++++ TEXTO DADO ++++

Ese es el mundo que Kast representaba: el del ex-CNI que maneja un taxi mientras escucha Radio Agricultura y el de las personas que temen que hordas de encapuchados se tomen sus chalets, en una especie de lollapalooza de la lucha de clases. Con realismo, Kast se dio cuenta de que esa barra brava no llega al 50 más 1 y, ante ello, decidió desplazarse hacia el centro, discutiéndoles además a todos el mote de ultraderechista y mostrándose como un hombre ponderado y dialogante, justamente lo que no quiere esa barra brava, nostálgica del toque de queda, de los bigotes al estilo Álvaro Corbalán y de las marchas militares.

Si lo ponemos en palabras a Maquiavelo, lo que esas personas esperan es un líder autoritario, alguien a quien “no le tiemble la mano” –como suele decir el taxista de turno– y que “corra bala” a quien haya que correrle, un Bukele a la chilensis que les dé chipe libre a los carabineros para disparar y preguntar después.

En dicho sentido, quizá su peor error fue haber caído en la tentación de diseñar una Constitución a su medida, pero bajo el límite de los 12 bordes de la Comisión Experta, desoyendo a De la Carrera o a Rojo Edwards, quienes celebraban alborozados y aleonados el día en que se rechazó el segundo proyecto constitucional, dejando en evidencia que desplazaron a Kast hacia la izquierda, ocupando ahora su lugar, espacio donde también comenzó a acomodarse alguien que parecía un candidato improbable hasta hace poco: Johannes Kaiser.

La derrota electoral no solo dejó en evidencia la incapacidad de Kast para convencer incluso a su propio sector, sino que también permitió a Chile Vamos cambiar la música. Hasta antes del plebiscito, el otrora líder de ultraderecha ponía la música y la UDI bailaba, RN zapateaba y Evópoli se encargaba de armar las coreografías. Tras el plebiscito, los partidos de la llamada derecha tradicional dejaron de bailar las marchas bávaras de José Antonio y se abocaron desesperados a buscar a su propio director o directora de orquesta, que les permitiera ganar en segunda vuelta sin arriesgarse a perder la batuta, en el último minuto, como le pasó a Kast.

++++ DATOS PROPORCIONADOS ++++

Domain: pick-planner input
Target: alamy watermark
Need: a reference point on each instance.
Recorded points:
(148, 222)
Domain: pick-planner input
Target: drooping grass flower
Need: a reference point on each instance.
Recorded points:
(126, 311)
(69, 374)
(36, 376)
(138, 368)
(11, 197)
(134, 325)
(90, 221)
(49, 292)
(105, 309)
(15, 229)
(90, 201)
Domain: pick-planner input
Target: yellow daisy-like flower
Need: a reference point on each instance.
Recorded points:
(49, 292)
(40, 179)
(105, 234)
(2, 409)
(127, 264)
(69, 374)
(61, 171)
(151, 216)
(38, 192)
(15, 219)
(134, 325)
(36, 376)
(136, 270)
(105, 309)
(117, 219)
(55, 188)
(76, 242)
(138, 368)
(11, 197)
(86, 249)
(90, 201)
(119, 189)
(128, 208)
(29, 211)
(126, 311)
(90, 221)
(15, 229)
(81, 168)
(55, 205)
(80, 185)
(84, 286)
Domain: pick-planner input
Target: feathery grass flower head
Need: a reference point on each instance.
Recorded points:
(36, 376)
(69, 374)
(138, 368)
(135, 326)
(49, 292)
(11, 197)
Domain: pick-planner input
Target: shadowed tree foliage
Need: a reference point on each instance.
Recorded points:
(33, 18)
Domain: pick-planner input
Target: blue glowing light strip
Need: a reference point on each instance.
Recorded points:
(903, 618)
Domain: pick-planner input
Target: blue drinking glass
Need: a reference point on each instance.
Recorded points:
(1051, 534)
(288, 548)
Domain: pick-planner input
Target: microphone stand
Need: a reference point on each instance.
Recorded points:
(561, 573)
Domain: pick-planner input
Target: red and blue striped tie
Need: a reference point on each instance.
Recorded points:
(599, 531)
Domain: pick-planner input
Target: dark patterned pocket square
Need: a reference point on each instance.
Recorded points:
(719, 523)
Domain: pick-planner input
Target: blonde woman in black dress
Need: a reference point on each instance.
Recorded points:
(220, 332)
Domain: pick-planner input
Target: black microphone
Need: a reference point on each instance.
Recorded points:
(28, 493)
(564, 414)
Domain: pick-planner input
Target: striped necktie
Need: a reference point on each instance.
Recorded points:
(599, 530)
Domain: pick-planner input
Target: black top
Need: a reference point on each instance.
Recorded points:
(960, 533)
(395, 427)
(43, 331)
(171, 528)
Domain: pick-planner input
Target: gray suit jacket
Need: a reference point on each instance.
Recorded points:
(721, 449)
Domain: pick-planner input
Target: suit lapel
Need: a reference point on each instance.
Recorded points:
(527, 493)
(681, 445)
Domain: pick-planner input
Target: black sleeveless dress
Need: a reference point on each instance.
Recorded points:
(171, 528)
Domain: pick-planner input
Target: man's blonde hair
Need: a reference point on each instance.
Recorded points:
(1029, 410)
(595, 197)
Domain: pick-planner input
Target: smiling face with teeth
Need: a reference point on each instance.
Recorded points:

++++

▶ _OBJETIVO 1_:
En el texto sobre Kast, la oración que empieza con "Hasta antes del plebiscito" nombra tres partidos. Enumera cada uno junto con lo que hacía mientras Kast ponía la música.
▶ _OBJETIVO 2_:
Por favor, cita del texto sobre Kast el fragmento que comienza con "Si lo ponemos" y continúa hasta "y preguntar después.".
Los datos proceden de otra fuente.

▶ _RESPUESTA COMPLETA 1_:
- UDI: bailaba.
- RN: zapateaba.
- Evópoli: se encargaba de armar las coreografías.

▶ _RESPUESTA COMPLETA 2_:
Si lo ponemos en palabras a Maquiavelo, lo que esas personas esperan es un líder autoritario, alguien a quien “no le tiemble la mano” –como suele decir el taxista de turno– y que “corra bala” a quien haya que correrle, un Bukele a la chilensis que les dé chipe libre a los carabineros para disparar y preguntar después.